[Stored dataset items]
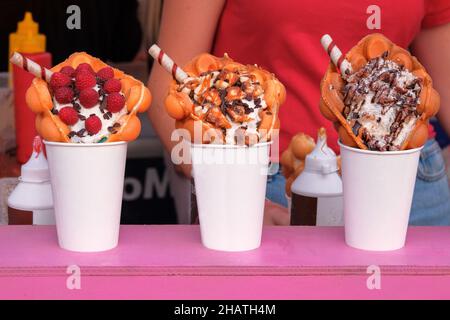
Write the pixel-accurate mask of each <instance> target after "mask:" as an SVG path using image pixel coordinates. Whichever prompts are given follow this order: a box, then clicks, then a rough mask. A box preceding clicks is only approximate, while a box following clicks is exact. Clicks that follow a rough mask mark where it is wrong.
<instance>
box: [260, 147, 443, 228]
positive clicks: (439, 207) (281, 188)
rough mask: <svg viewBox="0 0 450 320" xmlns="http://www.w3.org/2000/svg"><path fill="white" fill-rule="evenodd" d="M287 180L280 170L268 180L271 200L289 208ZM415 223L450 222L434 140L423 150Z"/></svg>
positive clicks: (437, 152) (410, 221)
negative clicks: (286, 184)
mask: <svg viewBox="0 0 450 320" xmlns="http://www.w3.org/2000/svg"><path fill="white" fill-rule="evenodd" d="M285 184H286V180H285V178H284V177H283V175H282V174H281V171H278V173H276V174H275V175H272V176H270V177H269V179H268V182H267V190H266V197H267V199H269V200H271V201H273V202H275V203H278V204H280V205H282V206H284V207H287V200H286V197H285ZM409 223H410V224H411V225H420V226H448V225H450V191H449V185H448V180H447V175H446V171H445V162H444V158H443V156H442V152H441V149H440V147H439V145H438V143H437V142H436V140H434V139H430V140H428V141H427V143H426V144H425V146H424V148H423V149H422V152H421V153H420V160H419V168H418V171H417V178H416V185H415V188H414V197H413V202H412V207H411V215H410V218H409Z"/></svg>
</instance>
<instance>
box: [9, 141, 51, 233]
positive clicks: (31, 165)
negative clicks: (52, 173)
mask: <svg viewBox="0 0 450 320" xmlns="http://www.w3.org/2000/svg"><path fill="white" fill-rule="evenodd" d="M8 206H9V207H11V208H13V209H16V210H23V211H32V212H33V224H34V225H50V224H55V215H54V212H53V197H52V187H51V184H50V175H49V171H48V163H47V159H46V158H45V155H44V150H43V143H42V140H41V138H40V137H39V136H36V137H35V138H34V141H33V154H32V155H31V157H30V159H29V160H28V162H27V163H25V164H24V165H22V169H21V176H20V178H19V184H18V185H17V187H16V188H15V189H14V191H13V192H12V193H11V195H10V196H9V198H8Z"/></svg>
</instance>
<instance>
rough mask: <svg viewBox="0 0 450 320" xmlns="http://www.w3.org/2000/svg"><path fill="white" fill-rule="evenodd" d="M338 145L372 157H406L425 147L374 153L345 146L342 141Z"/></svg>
mask: <svg viewBox="0 0 450 320" xmlns="http://www.w3.org/2000/svg"><path fill="white" fill-rule="evenodd" d="M338 144H339V147H340V148H343V149H346V150H348V151H351V152H355V153H362V154H370V155H379V156H394V155H405V154H410V153H416V152H420V150H422V149H423V147H424V146H421V147H418V148H414V149H406V150H398V151H373V150H363V149H359V148H354V147H349V146H347V145H345V144H343V143H342V142H341V141H340V140H338Z"/></svg>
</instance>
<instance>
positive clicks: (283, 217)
mask: <svg viewBox="0 0 450 320" xmlns="http://www.w3.org/2000/svg"><path fill="white" fill-rule="evenodd" d="M290 221H291V214H290V212H289V211H288V209H287V208H285V207H282V206H280V205H278V204H276V203H275V202H272V201H270V200H267V199H266V205H265V207H264V225H266V226H288V225H289V224H290Z"/></svg>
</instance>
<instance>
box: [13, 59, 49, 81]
mask: <svg viewBox="0 0 450 320" xmlns="http://www.w3.org/2000/svg"><path fill="white" fill-rule="evenodd" d="M9 61H11V63H12V64H15V65H16V66H18V67H20V68H22V69H24V70H25V71H27V72H29V73H31V74H32V75H34V76H36V77H38V78H41V79H43V80H45V81H47V82H50V78H51V77H52V75H53V71H50V70H48V69H47V68H44V67H43V66H41V65H39V64H37V63H36V62H34V61H33V60H30V59H28V58H26V57H24V56H23V55H22V54H21V53H18V52H14V53H13V55H12V56H11V58H10V59H9Z"/></svg>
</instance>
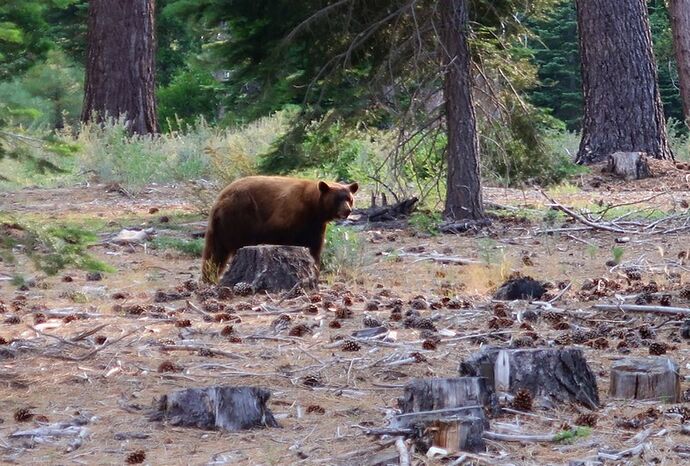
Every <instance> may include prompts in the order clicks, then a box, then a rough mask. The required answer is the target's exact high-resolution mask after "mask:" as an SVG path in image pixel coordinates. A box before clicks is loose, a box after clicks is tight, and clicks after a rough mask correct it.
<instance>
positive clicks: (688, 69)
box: [668, 0, 690, 126]
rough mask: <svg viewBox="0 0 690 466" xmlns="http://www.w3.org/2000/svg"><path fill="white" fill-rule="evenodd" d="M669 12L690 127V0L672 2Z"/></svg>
mask: <svg viewBox="0 0 690 466" xmlns="http://www.w3.org/2000/svg"><path fill="white" fill-rule="evenodd" d="M668 10H669V14H670V16H671V29H672V30H673V48H674V50H675V52H676V63H677V66H678V83H679V85H680V97H681V100H682V101H683V115H685V123H686V124H687V125H688V126H690V0H670V2H669V5H668Z"/></svg>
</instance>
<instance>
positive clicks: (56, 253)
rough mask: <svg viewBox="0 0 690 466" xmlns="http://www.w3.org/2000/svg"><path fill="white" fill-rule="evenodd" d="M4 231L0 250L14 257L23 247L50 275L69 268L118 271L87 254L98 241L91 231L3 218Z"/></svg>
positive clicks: (37, 263) (2, 234)
mask: <svg viewBox="0 0 690 466" xmlns="http://www.w3.org/2000/svg"><path fill="white" fill-rule="evenodd" d="M0 232H1V233H2V235H0V250H2V251H4V253H5V254H7V255H9V256H12V255H13V250H14V249H15V248H17V247H19V246H21V250H22V251H24V253H25V254H26V255H27V256H28V257H29V258H30V259H31V261H32V262H33V263H34V265H35V266H36V268H37V269H38V270H41V271H43V272H45V273H47V274H48V275H55V274H56V273H58V272H59V271H60V270H62V269H64V268H66V267H76V268H79V269H82V270H88V271H100V272H113V271H115V269H113V268H112V267H111V266H109V265H108V264H106V263H104V262H102V261H99V260H97V259H95V258H94V257H92V256H91V255H89V254H88V253H87V251H86V250H87V248H88V247H89V246H91V245H93V244H95V243H96V242H97V239H98V237H97V235H96V234H95V233H93V232H91V231H88V230H84V229H82V228H76V227H73V226H68V225H60V224H50V225H33V224H27V223H26V222H17V221H16V220H15V219H13V218H12V217H9V216H7V215H0Z"/></svg>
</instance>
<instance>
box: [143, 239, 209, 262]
mask: <svg viewBox="0 0 690 466" xmlns="http://www.w3.org/2000/svg"><path fill="white" fill-rule="evenodd" d="M151 247H152V248H153V249H159V250H166V249H167V250H174V251H178V252H181V253H182V254H186V255H188V256H192V257H201V253H202V251H203V250H204V239H203V238H197V239H190V240H187V239H182V238H173V237H170V236H158V237H157V238H154V239H153V240H152V241H151Z"/></svg>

_Problem to solve_.
Copy every line above word for word and exclude the pictures.

_Result_.
Write the pixel-accurate mask of each <instance> target after "mask:" as an SVG path using image pixel coordinates. Whichever prompts are given follow this order: a box, then clicks, then a rough mask. A box preceding clicks is only approximate, while a box following clicks is exact. Clicks that follow a rough mask mark where it is wrong.
<instance>
box: [260, 147, 443, 228]
positive clicks: (439, 207) (281, 188)
rough mask: <svg viewBox="0 0 450 320" xmlns="http://www.w3.org/2000/svg"><path fill="white" fill-rule="evenodd" d="M287 180L280 170L268 180L271 200L289 208ZM415 223L450 222L434 140L423 150Z"/></svg>
positive clicks: (437, 152) (410, 221)
negative clicks: (286, 184)
mask: <svg viewBox="0 0 450 320" xmlns="http://www.w3.org/2000/svg"><path fill="white" fill-rule="evenodd" d="M285 184H286V180H285V178H284V177H283V175H282V174H281V171H278V173H276V174H275V175H272V176H270V177H269V179H268V182H267V190H266V197H267V199H269V200H271V201H273V202H275V203H278V204H280V205H282V206H284V207H287V200H286V197H285ZM409 223H410V224H411V225H420V226H448V225H450V191H449V185H448V180H447V175H446V171H445V162H444V158H443V156H442V152H441V149H440V147H439V145H438V143H437V142H436V140H434V139H430V140H428V141H427V143H426V144H425V146H424V148H423V149H422V152H421V153H420V160H419V168H418V171H417V178H416V185H415V188H414V197H413V202H412V207H411V215H410V218H409Z"/></svg>
</instance>
<instance>
box: [9, 141, 51, 233]
positive clicks: (31, 165)
negative clicks: (52, 173)
mask: <svg viewBox="0 0 450 320" xmlns="http://www.w3.org/2000/svg"><path fill="white" fill-rule="evenodd" d="M8 206H9V207H11V208H13V209H16V210H23V211H32V212H33V224H34V225H50V224H55V215H54V212H53V197H52V187H51V184H50V175H49V171H48V163H47V159H46V158H45V155H44V150H43V143H42V140H41V138H40V137H39V136H36V137H35V138H34V141H33V154H32V155H31V157H30V159H29V160H28V162H27V163H25V164H24V165H22V169H21V176H20V178H19V184H18V185H17V187H16V188H15V189H14V191H13V192H12V193H11V195H10V196H9V198H8Z"/></svg>
</instance>
<instance>
rough mask: <svg viewBox="0 0 450 320" xmlns="http://www.w3.org/2000/svg"><path fill="white" fill-rule="evenodd" d="M338 145L372 157H406L425 147L374 153L345 146L342 141Z"/></svg>
mask: <svg viewBox="0 0 450 320" xmlns="http://www.w3.org/2000/svg"><path fill="white" fill-rule="evenodd" d="M338 144H339V147H340V148H343V149H346V150H348V151H351V152H355V153H362V154H370V155H379V156H394V155H405V154H410V153H416V152H420V150H422V149H423V147H424V146H421V147H418V148H414V149H406V150H398V151H373V150H363V149H359V148H354V147H349V146H347V145H345V144H343V143H342V142H341V141H340V140H338Z"/></svg>
</instance>
<instance>
positive clicks: (283, 217)
mask: <svg viewBox="0 0 450 320" xmlns="http://www.w3.org/2000/svg"><path fill="white" fill-rule="evenodd" d="M290 221H291V214H290V212H289V211H288V209H287V208H285V207H282V206H280V205H278V204H276V203H275V202H272V201H270V200H267V199H266V205H265V207H264V225H266V226H288V225H289V224H290Z"/></svg>
</instance>
<instance>
box: [13, 59, 49, 81]
mask: <svg viewBox="0 0 450 320" xmlns="http://www.w3.org/2000/svg"><path fill="white" fill-rule="evenodd" d="M9 61H11V63H12V64H15V65H16V66H18V67H20V68H22V69H24V70H25V71H27V72H29V73H31V74H32V75H34V76H36V77H38V78H41V79H43V80H45V81H47V82H50V78H51V77H52V75H53V71H50V70H48V69H47V68H44V67H43V66H41V65H39V64H37V63H36V62H34V61H33V60H30V59H28V58H26V57H24V56H23V55H22V54H21V53H18V52H14V53H13V55H12V56H11V58H10V59H9Z"/></svg>
</instance>
Every <instance> may include prompts in the order clicks, then a box, then a rough mask. The required answer is the target's exact high-resolution mask after "mask:" as an SVG path in image pixel coordinates. A box before clicks is loose, a box after clicks is tight, and clicks after a rough mask correct it.
<instance>
positive clicks: (688, 69)
box: [668, 0, 690, 126]
rough mask: <svg viewBox="0 0 690 466" xmlns="http://www.w3.org/2000/svg"><path fill="white" fill-rule="evenodd" d="M669 12L690 127V0L672 2Z"/></svg>
mask: <svg viewBox="0 0 690 466" xmlns="http://www.w3.org/2000/svg"><path fill="white" fill-rule="evenodd" d="M668 10H669V14H670V16H671V29H672V30H673V48H674V50H675V52H676V63H677V66H678V83H679V85H680V97H681V100H682V101H683V115H685V123H686V124H687V125H688V126H690V0H670V2H669V5H668Z"/></svg>
</instance>
<instance>
positive clicks: (56, 253)
rough mask: <svg viewBox="0 0 690 466" xmlns="http://www.w3.org/2000/svg"><path fill="white" fill-rule="evenodd" d="M4 231L0 250L14 257L23 247L50 275L69 268L118 271L87 254L98 241L91 231L3 218Z"/></svg>
positive clicks: (37, 263) (2, 234)
mask: <svg viewBox="0 0 690 466" xmlns="http://www.w3.org/2000/svg"><path fill="white" fill-rule="evenodd" d="M0 232H1V233H2V235H0V250H2V251H4V253H5V254H7V255H9V256H12V255H13V250H14V249H15V248H17V247H19V246H21V250H22V251H24V253H25V254H26V255H27V256H28V257H29V258H30V259H31V261H32V262H33V263H34V265H35V266H36V268H37V269H38V270H41V271H43V272H45V273H47V274H48V275H55V274H56V273H58V272H59V271H60V270H62V269H64V268H66V267H76V268H79V269H82V270H88V271H100V272H113V271H115V269H113V268H112V267H111V266H109V265H108V264H106V263H104V262H102V261H99V260H97V259H95V258H94V257H92V256H91V255H89V254H88V253H87V251H86V250H87V248H88V247H89V246H91V245H93V244H95V243H96V242H97V239H98V237H97V235H96V234H95V233H93V232H91V231H88V230H84V229H82V228H76V227H73V226H68V225H60V224H50V225H33V224H27V223H26V222H17V221H16V220H15V219H13V218H12V217H9V216H7V215H0Z"/></svg>
</instance>
<instance>
box: [143, 239, 209, 262]
mask: <svg viewBox="0 0 690 466" xmlns="http://www.w3.org/2000/svg"><path fill="white" fill-rule="evenodd" d="M151 247H152V248H153V249H159V250H166V249H167V250H174V251H178V252H181V253H182V254H186V255H188V256H192V257H201V253H202V251H203V250H204V239H203V238H197V239H190V240H187V239H182V238H173V237H170V236H158V237H157V238H154V239H153V240H152V241H151Z"/></svg>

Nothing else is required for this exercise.